Rows from a pointing dataset
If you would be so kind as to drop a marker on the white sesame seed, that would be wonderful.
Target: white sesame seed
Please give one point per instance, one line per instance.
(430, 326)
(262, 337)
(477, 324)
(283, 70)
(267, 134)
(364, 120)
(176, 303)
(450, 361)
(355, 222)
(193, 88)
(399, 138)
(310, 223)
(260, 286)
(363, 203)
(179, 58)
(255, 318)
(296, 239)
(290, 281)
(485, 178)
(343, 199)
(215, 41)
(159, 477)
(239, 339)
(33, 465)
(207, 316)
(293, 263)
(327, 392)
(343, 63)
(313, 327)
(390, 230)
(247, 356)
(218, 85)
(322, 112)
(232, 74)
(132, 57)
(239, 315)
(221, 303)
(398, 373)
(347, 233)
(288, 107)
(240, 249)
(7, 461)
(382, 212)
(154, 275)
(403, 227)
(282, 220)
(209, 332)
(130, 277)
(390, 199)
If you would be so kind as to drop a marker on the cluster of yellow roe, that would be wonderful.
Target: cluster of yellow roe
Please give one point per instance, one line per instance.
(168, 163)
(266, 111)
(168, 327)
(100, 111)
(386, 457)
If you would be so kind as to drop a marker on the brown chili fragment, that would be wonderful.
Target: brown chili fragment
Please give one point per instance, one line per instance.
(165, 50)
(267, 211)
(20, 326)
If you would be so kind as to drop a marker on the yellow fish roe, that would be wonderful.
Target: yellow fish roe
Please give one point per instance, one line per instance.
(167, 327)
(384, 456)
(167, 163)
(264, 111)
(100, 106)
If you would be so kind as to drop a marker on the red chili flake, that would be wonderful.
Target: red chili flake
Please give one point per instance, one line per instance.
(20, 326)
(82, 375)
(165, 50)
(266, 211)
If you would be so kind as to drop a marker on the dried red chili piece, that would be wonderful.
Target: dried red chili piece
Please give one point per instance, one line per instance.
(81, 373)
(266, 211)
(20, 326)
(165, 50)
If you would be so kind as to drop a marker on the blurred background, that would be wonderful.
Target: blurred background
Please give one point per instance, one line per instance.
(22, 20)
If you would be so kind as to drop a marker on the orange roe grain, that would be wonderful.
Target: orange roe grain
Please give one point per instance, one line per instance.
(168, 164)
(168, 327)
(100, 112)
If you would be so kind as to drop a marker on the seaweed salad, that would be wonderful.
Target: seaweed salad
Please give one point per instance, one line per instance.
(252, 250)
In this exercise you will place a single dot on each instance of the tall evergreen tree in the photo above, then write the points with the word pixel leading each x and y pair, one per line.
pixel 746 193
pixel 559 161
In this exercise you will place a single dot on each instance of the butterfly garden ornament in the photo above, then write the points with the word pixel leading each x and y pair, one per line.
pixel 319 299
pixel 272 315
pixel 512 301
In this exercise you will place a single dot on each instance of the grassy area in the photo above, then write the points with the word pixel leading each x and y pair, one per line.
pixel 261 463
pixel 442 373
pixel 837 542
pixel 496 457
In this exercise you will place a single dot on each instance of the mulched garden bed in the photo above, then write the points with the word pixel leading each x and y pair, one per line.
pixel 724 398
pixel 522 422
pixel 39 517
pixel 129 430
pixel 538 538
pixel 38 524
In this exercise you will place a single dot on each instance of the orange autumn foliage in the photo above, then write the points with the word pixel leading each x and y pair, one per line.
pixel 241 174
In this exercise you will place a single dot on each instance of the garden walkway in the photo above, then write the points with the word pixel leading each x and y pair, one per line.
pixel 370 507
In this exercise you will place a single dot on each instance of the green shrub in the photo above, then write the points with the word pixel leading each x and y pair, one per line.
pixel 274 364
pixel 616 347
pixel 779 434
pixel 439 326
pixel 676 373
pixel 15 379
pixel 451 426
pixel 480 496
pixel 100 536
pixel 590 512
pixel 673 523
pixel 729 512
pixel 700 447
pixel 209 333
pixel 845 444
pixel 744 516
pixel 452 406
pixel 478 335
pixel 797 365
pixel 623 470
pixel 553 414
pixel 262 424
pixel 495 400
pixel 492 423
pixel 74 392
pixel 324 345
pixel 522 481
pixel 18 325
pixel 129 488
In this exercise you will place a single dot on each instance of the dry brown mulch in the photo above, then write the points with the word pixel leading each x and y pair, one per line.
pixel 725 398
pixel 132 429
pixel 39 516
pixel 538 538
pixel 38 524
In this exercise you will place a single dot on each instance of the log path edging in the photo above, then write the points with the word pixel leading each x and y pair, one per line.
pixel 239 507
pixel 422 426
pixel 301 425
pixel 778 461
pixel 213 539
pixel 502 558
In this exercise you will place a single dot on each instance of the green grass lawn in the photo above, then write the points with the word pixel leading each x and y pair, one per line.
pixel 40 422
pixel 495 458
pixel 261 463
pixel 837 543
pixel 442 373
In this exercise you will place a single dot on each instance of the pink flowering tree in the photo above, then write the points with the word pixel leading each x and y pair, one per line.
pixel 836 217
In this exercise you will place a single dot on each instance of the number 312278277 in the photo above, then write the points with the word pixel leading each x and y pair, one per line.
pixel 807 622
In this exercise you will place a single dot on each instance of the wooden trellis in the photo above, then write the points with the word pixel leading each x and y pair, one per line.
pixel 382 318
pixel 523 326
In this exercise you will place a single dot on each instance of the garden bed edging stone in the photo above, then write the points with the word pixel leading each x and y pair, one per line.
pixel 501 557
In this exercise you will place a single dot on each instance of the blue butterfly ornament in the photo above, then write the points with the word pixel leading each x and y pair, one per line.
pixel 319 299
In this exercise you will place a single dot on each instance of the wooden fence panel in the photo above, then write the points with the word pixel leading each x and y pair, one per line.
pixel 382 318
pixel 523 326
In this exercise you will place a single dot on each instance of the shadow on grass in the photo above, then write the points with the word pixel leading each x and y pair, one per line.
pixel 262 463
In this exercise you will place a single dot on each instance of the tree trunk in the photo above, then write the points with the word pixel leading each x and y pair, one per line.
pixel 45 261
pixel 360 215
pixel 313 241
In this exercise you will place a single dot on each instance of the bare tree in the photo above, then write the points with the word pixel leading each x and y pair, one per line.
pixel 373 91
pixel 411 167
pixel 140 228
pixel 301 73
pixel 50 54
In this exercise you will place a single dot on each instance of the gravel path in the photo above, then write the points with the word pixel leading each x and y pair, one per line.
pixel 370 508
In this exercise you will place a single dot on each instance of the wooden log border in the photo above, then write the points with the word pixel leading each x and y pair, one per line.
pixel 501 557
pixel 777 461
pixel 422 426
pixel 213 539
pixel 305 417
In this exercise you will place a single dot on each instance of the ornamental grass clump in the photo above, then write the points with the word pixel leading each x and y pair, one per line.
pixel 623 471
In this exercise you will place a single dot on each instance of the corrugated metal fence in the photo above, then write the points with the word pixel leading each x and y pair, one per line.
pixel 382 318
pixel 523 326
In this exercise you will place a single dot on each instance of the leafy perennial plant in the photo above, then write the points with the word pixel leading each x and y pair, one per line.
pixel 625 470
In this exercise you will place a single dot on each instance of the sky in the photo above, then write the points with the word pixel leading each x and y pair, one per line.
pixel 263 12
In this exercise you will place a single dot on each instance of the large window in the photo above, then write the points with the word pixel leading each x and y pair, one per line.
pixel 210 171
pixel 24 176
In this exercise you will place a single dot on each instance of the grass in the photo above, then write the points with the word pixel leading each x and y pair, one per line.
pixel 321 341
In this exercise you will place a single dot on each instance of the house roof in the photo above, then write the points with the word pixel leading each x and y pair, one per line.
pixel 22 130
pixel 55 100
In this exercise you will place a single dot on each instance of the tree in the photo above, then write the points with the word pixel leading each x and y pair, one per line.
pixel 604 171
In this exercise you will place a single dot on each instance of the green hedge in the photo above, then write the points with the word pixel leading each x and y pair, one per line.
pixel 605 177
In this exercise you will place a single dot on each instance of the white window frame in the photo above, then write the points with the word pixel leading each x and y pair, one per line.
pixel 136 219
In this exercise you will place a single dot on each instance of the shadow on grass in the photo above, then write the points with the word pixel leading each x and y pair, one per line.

(What to do):
Switch "place a single dot" to "put one marker" in the data from the line with "the garden walkway" to the line with "pixel 807 622", changing nothing else, and return only those lines.

(In response):
In this exercise you will put one marker on each instance of the garden walkway in the photo above, then write the points with the word pixel leading each x and y pair, one per line.
pixel 370 507
In this exercise you will put one marker on each instance of the green shrub in the photo above, then write the points with the word pixel leading each x and y pair, one per line.
pixel 274 364
pixel 616 347
pixel 779 434
pixel 439 326
pixel 676 373
pixel 15 379
pixel 451 426
pixel 480 496
pixel 100 536
pixel 590 512
pixel 673 523
pixel 729 512
pixel 700 447
pixel 209 333
pixel 845 444
pixel 744 516
pixel 452 406
pixel 478 335
pixel 797 365
pixel 623 470
pixel 553 414
pixel 262 424
pixel 495 400
pixel 492 423
pixel 74 392
pixel 324 345
pixel 522 481
pixel 18 325
pixel 129 488
In this exercise you will put one marker on each instance of the dry brown mulch in the photo above, then write the points with the word pixel leading each x and y pair, one per line.
pixel 725 398
pixel 132 429
pixel 39 516
pixel 538 538
pixel 38 524
In this exercise you will put one marker on each instance of the log path edging in the photo above, then write the points with the word pixel leading each x and y pair, one per line.
pixel 239 507
pixel 422 426
pixel 301 425
pixel 778 461
pixel 213 539
pixel 502 558
In this exercise you will put one marker on each instance of the green grass lawn in the photo above, then write the points with the word pixel leading each x and y pair, one per line.
pixel 40 422
pixel 495 458
pixel 261 463
pixel 837 543
pixel 442 373
In this exercise you will put one marker on each instance of the pink flowering tree in the photo above, then write the points with the word pixel leading each x and y pair, one per line.
pixel 836 217
In this exercise you will put one marker on each instance of the number 312278277 in the photo above, then write the points with the word pixel leading each x and y pair, one per line.
pixel 807 622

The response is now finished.